About this exercise - Each line of the data below that holds the word "orange" is to be reported in full.

-- Given data follows --

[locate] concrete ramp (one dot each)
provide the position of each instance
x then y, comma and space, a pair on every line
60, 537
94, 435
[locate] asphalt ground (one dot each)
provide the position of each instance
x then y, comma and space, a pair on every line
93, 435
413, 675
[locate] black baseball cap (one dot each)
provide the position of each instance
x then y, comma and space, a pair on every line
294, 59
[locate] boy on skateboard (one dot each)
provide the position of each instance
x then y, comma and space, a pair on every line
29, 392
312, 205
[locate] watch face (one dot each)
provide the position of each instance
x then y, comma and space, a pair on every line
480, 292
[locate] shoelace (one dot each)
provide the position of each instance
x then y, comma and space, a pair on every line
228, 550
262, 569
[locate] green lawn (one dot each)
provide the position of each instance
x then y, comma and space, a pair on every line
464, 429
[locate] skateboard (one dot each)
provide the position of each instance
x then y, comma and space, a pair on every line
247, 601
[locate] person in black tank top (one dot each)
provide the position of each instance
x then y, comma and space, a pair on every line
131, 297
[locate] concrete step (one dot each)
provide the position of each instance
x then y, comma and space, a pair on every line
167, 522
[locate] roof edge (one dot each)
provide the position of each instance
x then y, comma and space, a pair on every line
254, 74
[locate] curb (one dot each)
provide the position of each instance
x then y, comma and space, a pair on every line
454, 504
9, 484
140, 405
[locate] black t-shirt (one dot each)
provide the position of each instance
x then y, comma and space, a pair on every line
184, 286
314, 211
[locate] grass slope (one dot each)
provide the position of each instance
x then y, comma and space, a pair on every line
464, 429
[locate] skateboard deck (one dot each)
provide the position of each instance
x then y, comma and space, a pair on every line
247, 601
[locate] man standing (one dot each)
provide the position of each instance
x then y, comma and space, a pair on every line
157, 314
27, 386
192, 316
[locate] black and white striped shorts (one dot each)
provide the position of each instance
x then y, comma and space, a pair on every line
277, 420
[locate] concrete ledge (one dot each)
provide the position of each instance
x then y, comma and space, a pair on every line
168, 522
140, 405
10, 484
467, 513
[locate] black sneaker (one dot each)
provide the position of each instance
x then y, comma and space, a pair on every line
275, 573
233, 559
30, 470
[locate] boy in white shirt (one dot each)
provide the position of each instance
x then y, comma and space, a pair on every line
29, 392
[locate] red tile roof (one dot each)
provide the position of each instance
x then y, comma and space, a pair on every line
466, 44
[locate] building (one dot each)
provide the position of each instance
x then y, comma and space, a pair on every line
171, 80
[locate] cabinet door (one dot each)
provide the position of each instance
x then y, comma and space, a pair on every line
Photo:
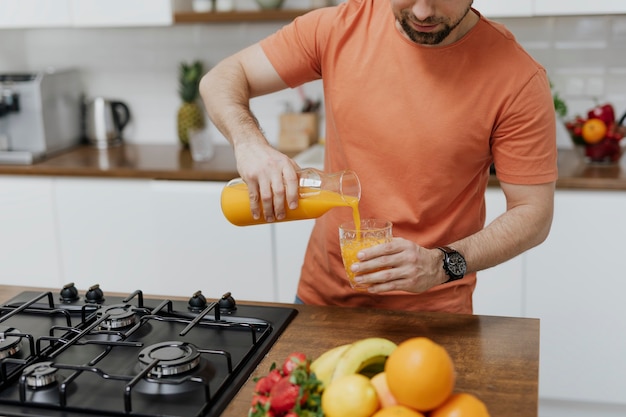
198, 249
34, 13
106, 234
291, 240
499, 289
576, 286
28, 235
504, 8
163, 237
93, 13
578, 7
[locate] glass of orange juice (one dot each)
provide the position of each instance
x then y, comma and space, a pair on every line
353, 238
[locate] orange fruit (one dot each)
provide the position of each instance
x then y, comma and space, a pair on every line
593, 130
350, 395
398, 411
385, 397
461, 405
420, 374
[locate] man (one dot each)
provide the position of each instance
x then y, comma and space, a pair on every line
421, 97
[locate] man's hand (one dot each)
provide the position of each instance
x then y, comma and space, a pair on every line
271, 178
406, 266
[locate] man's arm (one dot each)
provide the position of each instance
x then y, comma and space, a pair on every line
404, 265
226, 91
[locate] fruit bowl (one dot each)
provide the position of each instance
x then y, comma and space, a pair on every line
599, 135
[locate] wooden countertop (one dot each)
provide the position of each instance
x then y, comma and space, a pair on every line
496, 358
174, 163
170, 162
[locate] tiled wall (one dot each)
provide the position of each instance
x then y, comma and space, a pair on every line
585, 58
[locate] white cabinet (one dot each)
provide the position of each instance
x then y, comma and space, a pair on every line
290, 241
94, 13
499, 289
34, 13
164, 237
575, 286
504, 8
577, 7
29, 252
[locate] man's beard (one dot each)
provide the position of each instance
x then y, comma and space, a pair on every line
429, 38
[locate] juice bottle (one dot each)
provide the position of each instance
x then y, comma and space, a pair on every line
318, 193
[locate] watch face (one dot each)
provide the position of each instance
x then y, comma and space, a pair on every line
456, 264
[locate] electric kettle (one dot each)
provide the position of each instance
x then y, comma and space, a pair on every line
104, 122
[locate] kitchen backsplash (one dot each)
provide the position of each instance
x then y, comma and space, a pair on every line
584, 56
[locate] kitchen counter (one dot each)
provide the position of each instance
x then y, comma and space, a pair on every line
496, 358
173, 163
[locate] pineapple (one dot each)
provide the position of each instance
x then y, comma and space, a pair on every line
190, 113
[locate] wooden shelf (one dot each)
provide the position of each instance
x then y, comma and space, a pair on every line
239, 16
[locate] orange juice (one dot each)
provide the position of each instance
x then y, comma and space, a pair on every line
360, 235
312, 204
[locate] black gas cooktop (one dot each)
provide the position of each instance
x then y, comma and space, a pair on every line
69, 354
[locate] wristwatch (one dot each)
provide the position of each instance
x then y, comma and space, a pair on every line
453, 263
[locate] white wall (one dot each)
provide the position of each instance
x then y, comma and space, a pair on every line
584, 57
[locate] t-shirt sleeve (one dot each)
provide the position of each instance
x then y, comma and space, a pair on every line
296, 49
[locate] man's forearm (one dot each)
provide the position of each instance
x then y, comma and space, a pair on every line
226, 98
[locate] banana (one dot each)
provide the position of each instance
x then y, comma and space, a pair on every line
371, 352
324, 365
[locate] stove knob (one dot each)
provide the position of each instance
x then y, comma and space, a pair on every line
94, 295
227, 303
69, 293
197, 302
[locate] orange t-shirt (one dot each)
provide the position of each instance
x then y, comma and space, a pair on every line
420, 126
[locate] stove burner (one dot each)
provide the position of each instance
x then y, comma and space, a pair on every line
94, 295
9, 345
69, 293
120, 315
173, 358
39, 375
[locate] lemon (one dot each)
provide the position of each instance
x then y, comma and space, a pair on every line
350, 396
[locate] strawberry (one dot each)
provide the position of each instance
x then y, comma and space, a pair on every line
284, 395
265, 384
293, 361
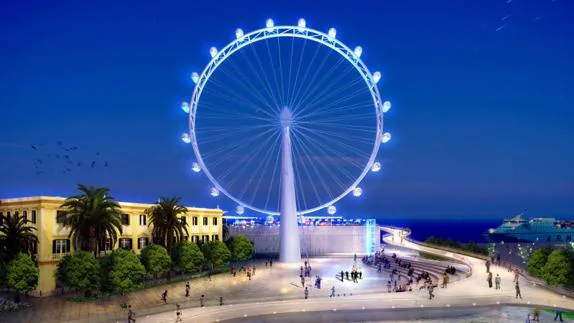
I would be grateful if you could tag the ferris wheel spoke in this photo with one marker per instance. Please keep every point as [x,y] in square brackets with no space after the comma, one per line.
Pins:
[262,79]
[314,164]
[235,97]
[267,82]
[312,83]
[328,137]
[274,74]
[264,164]
[247,163]
[298,152]
[326,151]
[328,93]
[234,168]
[352,137]
[298,89]
[312,89]
[245,143]
[270,189]
[247,86]
[293,92]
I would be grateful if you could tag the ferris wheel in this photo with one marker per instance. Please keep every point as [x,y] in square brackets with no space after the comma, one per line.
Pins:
[286,113]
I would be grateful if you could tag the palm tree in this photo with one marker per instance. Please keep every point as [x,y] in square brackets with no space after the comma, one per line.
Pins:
[165,217]
[16,235]
[93,217]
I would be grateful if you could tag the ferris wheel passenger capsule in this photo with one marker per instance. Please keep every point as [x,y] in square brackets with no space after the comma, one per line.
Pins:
[386,137]
[185,138]
[331,209]
[332,33]
[185,106]
[213,52]
[358,51]
[386,106]
[239,33]
[376,77]
[195,77]
[269,23]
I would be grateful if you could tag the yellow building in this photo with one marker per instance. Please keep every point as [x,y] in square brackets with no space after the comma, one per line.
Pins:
[53,242]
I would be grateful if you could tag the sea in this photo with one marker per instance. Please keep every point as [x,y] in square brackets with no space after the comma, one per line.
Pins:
[457,230]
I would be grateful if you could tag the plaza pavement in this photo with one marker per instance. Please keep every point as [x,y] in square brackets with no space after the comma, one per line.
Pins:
[277,290]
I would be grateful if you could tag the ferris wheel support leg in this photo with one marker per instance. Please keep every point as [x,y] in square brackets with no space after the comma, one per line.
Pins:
[290,248]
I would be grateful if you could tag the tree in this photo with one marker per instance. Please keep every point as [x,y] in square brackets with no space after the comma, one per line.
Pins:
[81,271]
[537,261]
[216,253]
[22,274]
[241,248]
[188,257]
[165,217]
[558,268]
[16,235]
[155,259]
[122,271]
[93,217]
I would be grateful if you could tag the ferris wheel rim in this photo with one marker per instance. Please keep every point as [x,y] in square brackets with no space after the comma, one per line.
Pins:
[292,32]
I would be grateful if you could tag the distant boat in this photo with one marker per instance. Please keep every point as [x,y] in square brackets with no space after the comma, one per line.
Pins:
[541,230]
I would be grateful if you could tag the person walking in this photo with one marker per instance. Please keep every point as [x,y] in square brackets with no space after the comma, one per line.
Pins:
[558,316]
[178,314]
[489,280]
[131,315]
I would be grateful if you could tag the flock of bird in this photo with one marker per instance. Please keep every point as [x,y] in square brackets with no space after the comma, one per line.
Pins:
[63,159]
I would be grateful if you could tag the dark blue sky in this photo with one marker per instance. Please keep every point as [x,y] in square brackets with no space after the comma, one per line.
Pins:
[482,104]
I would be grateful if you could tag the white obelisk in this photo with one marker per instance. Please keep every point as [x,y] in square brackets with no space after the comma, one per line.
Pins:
[289,249]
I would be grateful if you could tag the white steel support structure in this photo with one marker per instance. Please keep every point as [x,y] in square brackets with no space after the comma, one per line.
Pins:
[289,246]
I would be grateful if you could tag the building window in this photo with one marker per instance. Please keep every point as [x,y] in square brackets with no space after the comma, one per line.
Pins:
[126,243]
[142,242]
[60,217]
[60,246]
[108,245]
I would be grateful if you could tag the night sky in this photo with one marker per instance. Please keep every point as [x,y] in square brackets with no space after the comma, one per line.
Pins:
[482,92]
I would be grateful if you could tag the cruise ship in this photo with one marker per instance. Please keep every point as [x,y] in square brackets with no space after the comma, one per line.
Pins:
[542,230]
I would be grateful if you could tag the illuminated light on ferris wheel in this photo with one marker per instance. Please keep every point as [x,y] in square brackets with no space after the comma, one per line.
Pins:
[358,51]
[376,167]
[195,167]
[286,120]
[386,137]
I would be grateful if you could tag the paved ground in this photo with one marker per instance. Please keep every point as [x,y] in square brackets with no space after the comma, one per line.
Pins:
[277,290]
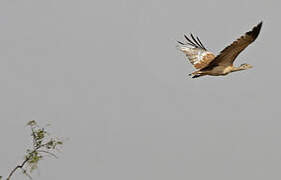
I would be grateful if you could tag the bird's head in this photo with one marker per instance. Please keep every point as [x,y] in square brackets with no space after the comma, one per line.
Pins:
[245,66]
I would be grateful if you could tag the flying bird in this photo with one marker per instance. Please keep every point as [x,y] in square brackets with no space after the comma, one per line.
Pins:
[207,63]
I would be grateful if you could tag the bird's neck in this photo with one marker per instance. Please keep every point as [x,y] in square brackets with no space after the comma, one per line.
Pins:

-- Given data concluded --

Completed task -
[locate] glass of orange juice (one dot each)
[locate] orange fruit (one dot each)
[locate] orange juice (one dot each)
[locate] orange t-shirt (one dot each)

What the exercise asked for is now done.